Print the part of the passage on schema contracts starting at "But what would" and ending at "the deny_unknown_fields attribute.".

##### Text

SchemaContract::Serialize should be fairly straightforward - the generated schema should (this is more of a target than a guarantee):

  • successfully validate any instance of the type having been serialized to JSON
  • fail validation for any JSON value for which no instance of the rust type would serialize to

In other words, the Serialize schema generated for a type T should successfully validate a JSON value if and only if there exists some possible value of T that serializes to that JSON value.

But what would SchemaContract::Deserialize mean? The most objective way to define it would be that the generated schema should successfully validate a JSON value if and only if serde_json would successfully deserialize that value to the relevant rust type. This would then continue to allow unknown fields for structs without the deny_unknown_fields attribute.

##########
##### Extracted records

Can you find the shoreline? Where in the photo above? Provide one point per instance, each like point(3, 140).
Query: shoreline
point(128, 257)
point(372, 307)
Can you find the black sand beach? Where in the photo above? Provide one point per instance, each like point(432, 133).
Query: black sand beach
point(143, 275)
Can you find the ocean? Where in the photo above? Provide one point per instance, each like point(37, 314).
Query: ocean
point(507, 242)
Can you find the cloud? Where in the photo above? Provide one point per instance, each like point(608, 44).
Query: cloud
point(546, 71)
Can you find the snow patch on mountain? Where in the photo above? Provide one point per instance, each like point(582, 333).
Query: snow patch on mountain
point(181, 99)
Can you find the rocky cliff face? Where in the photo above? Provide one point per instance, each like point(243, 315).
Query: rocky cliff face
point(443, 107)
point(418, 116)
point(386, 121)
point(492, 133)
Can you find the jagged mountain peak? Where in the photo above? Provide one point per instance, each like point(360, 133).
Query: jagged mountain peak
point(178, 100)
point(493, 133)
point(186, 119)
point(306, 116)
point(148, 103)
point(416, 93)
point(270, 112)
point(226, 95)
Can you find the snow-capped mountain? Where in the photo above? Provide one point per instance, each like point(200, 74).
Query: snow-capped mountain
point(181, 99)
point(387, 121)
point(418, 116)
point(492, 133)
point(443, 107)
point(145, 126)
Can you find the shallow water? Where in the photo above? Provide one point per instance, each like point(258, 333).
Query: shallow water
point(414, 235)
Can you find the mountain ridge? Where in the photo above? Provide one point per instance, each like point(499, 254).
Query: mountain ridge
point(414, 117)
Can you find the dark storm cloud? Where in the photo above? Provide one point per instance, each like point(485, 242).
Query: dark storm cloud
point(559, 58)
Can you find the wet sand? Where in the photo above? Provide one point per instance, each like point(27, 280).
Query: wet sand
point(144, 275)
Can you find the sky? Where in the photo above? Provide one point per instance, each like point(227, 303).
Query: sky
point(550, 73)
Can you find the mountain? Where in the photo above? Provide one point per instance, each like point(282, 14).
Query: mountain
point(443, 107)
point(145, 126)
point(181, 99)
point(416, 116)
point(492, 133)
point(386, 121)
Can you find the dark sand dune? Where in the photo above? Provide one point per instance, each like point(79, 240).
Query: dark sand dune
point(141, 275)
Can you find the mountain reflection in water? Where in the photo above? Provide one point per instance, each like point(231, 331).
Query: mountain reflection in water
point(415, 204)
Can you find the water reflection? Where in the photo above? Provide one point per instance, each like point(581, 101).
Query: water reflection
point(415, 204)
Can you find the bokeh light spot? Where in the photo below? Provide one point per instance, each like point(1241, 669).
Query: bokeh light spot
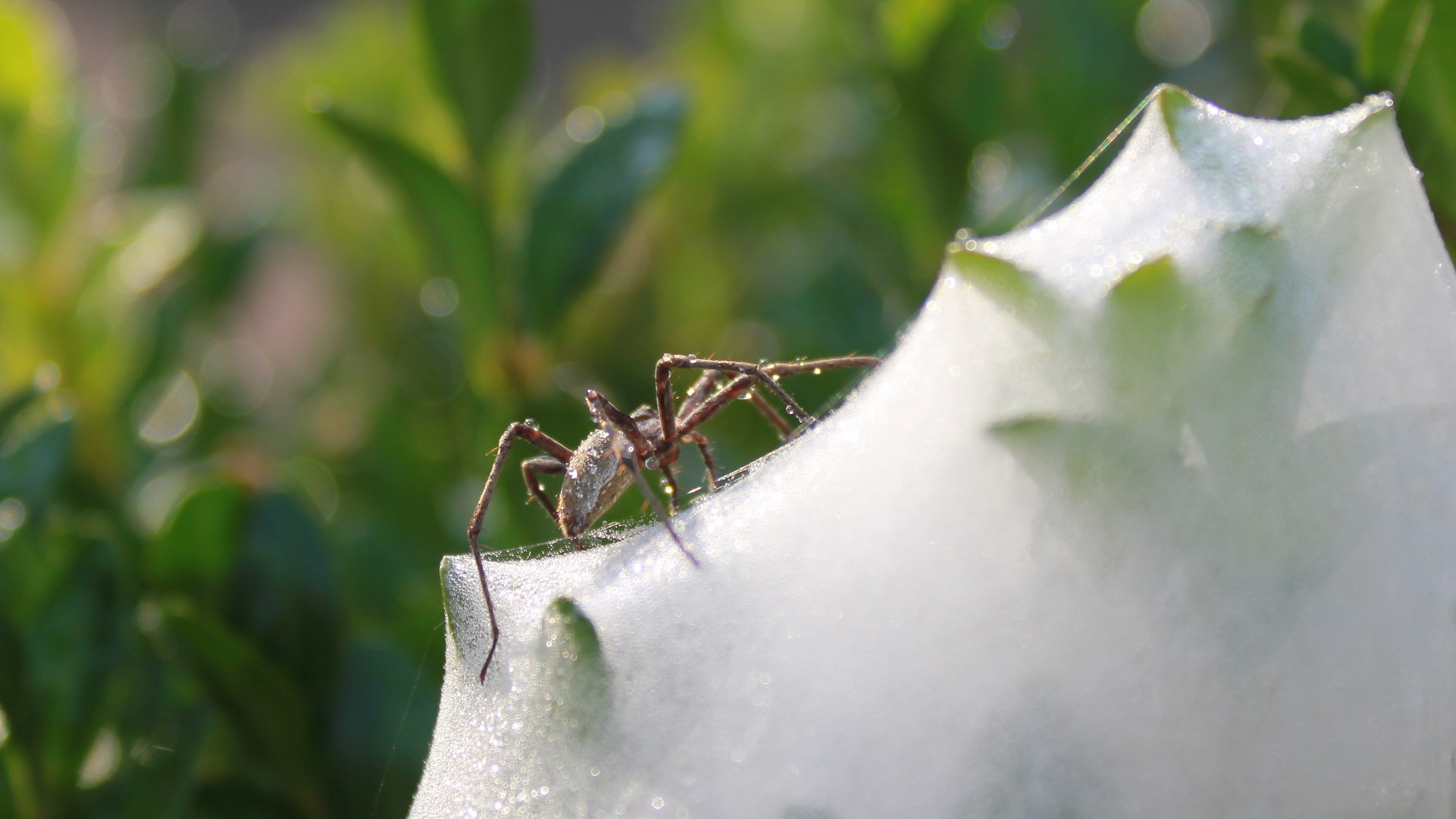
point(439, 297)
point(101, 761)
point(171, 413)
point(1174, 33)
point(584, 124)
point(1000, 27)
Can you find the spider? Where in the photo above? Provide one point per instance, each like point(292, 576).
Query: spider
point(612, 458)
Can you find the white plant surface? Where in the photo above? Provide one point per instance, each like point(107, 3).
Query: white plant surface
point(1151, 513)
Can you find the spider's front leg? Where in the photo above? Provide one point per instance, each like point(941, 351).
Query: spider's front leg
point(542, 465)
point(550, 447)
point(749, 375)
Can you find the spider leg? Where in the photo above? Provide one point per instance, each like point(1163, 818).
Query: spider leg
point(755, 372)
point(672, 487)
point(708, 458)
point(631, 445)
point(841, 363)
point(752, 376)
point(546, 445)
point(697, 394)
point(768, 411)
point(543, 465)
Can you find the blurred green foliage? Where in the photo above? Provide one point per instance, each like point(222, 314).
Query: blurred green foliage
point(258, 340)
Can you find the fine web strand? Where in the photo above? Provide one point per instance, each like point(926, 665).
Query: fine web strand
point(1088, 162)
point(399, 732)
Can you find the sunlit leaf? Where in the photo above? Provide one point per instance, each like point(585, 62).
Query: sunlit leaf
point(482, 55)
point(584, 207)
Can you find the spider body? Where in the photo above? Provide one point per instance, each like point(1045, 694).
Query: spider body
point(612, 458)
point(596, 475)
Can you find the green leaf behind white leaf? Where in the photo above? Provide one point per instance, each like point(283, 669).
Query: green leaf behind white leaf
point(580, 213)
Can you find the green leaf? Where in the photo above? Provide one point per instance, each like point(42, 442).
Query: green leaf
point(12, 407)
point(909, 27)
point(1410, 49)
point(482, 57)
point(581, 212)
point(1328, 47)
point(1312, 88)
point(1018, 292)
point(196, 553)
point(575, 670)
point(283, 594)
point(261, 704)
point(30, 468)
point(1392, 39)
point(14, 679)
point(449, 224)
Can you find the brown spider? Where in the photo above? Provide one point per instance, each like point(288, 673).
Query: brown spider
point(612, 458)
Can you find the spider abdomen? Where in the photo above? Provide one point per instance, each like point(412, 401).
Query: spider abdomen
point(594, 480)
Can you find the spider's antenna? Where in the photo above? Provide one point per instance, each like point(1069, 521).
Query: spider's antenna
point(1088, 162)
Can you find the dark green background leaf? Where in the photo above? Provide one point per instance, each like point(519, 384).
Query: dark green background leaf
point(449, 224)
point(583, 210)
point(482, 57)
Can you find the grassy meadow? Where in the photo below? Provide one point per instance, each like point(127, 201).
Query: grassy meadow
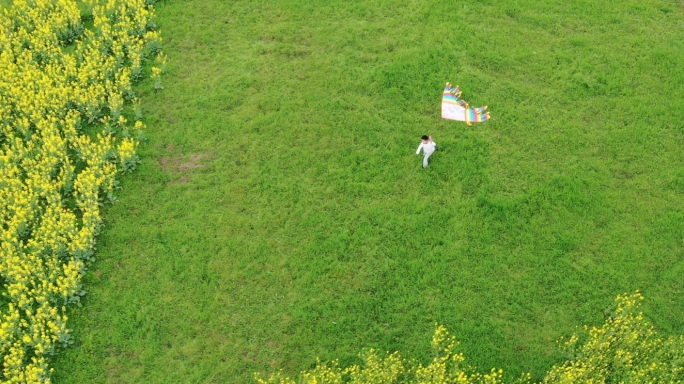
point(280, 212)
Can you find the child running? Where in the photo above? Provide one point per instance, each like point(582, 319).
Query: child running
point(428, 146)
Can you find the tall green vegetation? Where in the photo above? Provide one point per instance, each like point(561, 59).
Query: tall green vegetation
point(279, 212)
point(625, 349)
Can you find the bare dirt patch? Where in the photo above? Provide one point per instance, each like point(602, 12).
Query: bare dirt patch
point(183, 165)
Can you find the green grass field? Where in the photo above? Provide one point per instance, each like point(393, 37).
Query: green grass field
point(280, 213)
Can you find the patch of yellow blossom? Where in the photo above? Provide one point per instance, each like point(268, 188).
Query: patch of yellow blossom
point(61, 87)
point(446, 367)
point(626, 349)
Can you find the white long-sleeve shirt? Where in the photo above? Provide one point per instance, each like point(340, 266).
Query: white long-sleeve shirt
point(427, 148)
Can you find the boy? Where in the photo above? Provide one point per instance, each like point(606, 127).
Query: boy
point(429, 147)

##########

**Solution to the problem:**
But what would SchemaContract::Deserialize mean? The most objective way to define it would be that the generated schema should successfully validate a JSON value if and only if serde_json would successfully deserialize that value to the relevant rust type. This would then continue to allow unknown fields for structs without the deny_unknown_fields attribute.